## EXCERPT PROVIDED
# # #

Day 58 - 21.11.11: More bizarre reasons for keeping the accused in remand

This happened after the lawyers of the 3 under-age accused explained why their clients must be released - after having been imprisoned for 18 months and 58 days of court.
Today, the judge found a new reason why the defendants – who have now been remanded for one and a half years – still can't be released on bail. Previously, he had claimed that there was flight risk, despite the fact that none of the accused had shown any desire to be in war-torn Somalia at the moment. Then he used the fact that some people had organized solidarity events for the accused against them, claiming that these people would aid their escape. Now he's on to something new:
the defendants don't have residency in Germany – and they can't possibly be released into an illegal status!

# # #

## WORK INSTRUCTIONS
1. List every reason the judge gave for refusing to release the accused on bail, according to the day 58 report.
2. From the day 58 report, extract the passage between "This happened after" and "an illegal status!", inclusive.
The data isn't needed for this work.

## DATA LISTING

# # #

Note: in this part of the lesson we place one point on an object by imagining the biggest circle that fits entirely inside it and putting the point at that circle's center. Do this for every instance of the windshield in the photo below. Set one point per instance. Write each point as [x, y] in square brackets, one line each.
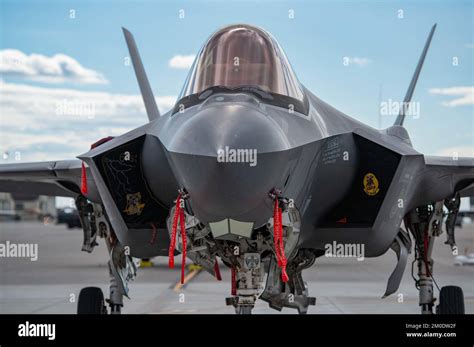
[243, 56]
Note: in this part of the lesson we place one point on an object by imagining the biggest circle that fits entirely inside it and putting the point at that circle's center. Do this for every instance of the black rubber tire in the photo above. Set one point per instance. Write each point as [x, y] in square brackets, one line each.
[91, 301]
[244, 309]
[451, 300]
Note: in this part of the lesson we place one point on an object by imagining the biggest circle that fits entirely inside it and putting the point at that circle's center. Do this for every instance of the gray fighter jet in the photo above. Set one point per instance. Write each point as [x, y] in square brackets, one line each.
[251, 168]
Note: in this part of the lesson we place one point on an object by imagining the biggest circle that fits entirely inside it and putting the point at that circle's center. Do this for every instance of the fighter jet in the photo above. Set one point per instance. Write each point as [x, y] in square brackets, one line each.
[252, 170]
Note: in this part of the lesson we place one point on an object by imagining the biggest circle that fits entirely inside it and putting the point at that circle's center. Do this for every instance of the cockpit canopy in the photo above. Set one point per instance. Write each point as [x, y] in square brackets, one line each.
[244, 57]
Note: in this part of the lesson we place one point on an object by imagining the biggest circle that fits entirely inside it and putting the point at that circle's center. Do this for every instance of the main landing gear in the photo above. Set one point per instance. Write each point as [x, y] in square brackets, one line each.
[425, 224]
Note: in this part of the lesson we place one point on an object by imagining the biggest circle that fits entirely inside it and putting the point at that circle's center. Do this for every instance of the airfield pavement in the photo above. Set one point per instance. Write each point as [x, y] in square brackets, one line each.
[341, 285]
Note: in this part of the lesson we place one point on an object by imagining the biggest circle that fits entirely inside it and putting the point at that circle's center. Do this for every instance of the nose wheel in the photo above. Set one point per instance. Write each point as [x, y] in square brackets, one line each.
[451, 301]
[91, 301]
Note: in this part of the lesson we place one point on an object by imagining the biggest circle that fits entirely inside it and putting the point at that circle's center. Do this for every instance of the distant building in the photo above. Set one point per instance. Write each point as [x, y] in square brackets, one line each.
[28, 207]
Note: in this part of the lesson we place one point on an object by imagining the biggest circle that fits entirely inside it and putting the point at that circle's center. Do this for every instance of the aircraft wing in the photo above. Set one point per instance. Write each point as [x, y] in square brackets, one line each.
[442, 177]
[53, 178]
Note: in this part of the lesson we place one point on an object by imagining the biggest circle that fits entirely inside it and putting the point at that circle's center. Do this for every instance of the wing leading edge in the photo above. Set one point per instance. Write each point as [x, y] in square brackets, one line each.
[53, 178]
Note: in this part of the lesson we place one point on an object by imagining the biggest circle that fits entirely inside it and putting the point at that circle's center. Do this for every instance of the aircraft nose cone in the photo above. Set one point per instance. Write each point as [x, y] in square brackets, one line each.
[229, 157]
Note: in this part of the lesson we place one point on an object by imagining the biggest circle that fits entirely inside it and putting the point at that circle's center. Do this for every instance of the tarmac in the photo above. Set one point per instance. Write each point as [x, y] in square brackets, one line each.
[52, 283]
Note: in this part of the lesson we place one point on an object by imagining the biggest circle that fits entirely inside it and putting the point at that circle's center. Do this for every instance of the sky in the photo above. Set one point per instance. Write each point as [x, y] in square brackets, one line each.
[66, 81]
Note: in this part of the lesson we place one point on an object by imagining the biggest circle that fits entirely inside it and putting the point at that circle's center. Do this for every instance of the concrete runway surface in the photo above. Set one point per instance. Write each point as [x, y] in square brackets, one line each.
[341, 285]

# # #

## SOLUTIONS TO THE EXERCISE
1.
- Flight risk.
- Some people had organized solidarity events for the accused, and the judge claimed these people would aid their escape.
- The defendants don't have residency in Germany and can't be released into an illegal status.

2.
This happened after the lawyers of the 3 under-age accused explained why their clients must be released - after having been imprisoned for 18 months and 58 days of court.
Today, the judge found a new reason why the defendants – who have now been remanded for one and a half years – still can't be released on bail. Previously, he had claimed that there was flight risk, despite the fact that none of the accused had shown any desire to be in war-torn Somalia at the moment. Then he used the fact that some people had organized solidarity events for the accused against them, claiming that these people would aid their escape. Now he's on to something new:
the defendants don't have residency in Germany – and they can't possibly be released into an illegal status!